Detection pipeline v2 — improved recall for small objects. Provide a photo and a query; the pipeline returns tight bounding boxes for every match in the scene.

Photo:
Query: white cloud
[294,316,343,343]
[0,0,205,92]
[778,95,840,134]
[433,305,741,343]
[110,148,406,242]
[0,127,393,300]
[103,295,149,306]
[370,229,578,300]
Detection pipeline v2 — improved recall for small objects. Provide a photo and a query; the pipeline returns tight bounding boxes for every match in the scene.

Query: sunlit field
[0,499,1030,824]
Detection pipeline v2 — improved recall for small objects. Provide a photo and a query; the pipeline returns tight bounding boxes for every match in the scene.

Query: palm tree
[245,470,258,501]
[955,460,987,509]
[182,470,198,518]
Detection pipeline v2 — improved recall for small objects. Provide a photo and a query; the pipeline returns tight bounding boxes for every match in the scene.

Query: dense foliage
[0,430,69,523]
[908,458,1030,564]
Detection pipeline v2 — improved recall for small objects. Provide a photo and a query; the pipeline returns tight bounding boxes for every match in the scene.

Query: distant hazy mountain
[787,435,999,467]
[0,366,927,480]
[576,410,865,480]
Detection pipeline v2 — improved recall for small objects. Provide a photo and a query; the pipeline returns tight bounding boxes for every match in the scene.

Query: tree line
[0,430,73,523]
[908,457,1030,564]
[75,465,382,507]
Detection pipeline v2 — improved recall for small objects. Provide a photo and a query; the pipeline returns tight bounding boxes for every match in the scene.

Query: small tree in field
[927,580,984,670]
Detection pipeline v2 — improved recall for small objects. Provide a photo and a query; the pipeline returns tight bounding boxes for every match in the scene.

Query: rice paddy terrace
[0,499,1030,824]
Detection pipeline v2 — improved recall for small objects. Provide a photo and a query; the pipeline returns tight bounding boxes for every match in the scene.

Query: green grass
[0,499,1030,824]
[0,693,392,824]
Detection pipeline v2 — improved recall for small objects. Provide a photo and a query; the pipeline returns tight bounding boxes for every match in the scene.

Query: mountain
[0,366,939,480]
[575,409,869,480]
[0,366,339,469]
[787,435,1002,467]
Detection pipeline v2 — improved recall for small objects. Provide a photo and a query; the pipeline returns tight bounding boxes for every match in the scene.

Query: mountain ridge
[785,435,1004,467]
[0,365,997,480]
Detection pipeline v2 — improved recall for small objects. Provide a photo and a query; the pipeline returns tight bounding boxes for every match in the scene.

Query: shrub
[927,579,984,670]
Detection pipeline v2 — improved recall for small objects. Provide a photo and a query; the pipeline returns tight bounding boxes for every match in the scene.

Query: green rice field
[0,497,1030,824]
* * *
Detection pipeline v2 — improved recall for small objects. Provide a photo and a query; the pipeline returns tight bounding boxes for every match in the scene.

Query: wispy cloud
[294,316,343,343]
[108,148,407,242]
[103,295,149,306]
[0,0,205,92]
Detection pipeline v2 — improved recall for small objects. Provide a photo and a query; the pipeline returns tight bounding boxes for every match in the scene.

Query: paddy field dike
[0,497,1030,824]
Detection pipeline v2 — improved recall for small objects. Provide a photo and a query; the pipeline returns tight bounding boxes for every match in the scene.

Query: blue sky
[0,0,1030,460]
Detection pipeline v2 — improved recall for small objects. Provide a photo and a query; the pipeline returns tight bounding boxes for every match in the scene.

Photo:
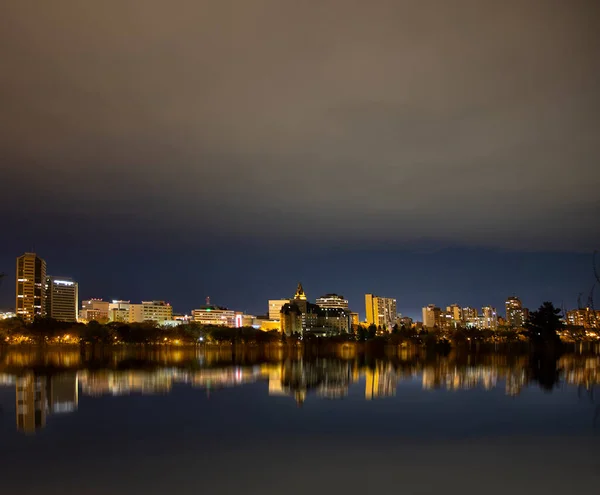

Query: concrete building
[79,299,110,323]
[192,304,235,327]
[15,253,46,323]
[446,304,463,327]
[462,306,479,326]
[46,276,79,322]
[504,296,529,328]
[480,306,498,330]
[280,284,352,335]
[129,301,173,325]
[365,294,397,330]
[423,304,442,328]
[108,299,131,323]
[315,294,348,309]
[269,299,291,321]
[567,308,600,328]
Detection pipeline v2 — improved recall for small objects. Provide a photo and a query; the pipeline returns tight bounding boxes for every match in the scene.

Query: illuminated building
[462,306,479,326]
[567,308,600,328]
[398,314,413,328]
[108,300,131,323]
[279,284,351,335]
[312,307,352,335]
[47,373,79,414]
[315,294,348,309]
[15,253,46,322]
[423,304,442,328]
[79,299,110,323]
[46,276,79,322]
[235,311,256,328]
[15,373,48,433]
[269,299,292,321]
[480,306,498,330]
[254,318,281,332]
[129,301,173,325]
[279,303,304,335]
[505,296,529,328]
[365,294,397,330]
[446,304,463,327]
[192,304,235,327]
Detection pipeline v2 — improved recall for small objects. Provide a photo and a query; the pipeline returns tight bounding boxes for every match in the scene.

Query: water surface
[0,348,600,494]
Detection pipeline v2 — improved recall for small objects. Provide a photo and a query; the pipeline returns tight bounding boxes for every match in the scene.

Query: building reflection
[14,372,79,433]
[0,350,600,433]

• OBJECTIVE:
Pull out every line of the records above that contains the word "rice".

• OUTPUT OF THE EXERCISE:
Query: rice paddy terrace
Query: green rice field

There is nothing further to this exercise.